_What you have to do_
Extract all lines that hold "child" from the records below.

Input records START

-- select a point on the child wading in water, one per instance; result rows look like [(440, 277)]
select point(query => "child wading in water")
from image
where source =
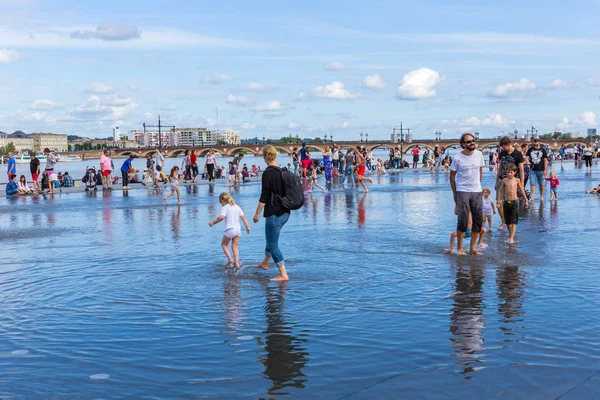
[(313, 178), (231, 213), (554, 184), (509, 188), (174, 179), (360, 171), (488, 207)]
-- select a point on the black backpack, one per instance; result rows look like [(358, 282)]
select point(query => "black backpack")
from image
[(294, 191)]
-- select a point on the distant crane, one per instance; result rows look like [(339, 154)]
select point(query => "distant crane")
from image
[(159, 126)]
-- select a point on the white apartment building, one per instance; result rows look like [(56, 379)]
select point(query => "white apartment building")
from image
[(150, 138), (197, 137), (51, 141), (232, 137)]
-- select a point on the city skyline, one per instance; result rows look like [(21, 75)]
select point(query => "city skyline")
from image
[(309, 70)]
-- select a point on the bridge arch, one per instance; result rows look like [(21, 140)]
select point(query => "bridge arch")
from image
[(204, 152)]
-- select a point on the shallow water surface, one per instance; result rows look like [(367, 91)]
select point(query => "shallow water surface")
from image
[(109, 295)]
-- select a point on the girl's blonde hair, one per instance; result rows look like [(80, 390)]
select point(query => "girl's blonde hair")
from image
[(225, 197), (269, 153)]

Input records END

_Solution to the problem_
-- select a point on the child wading in water, one per instance; result rows look like [(440, 277)]
select point(query => "child wading in water")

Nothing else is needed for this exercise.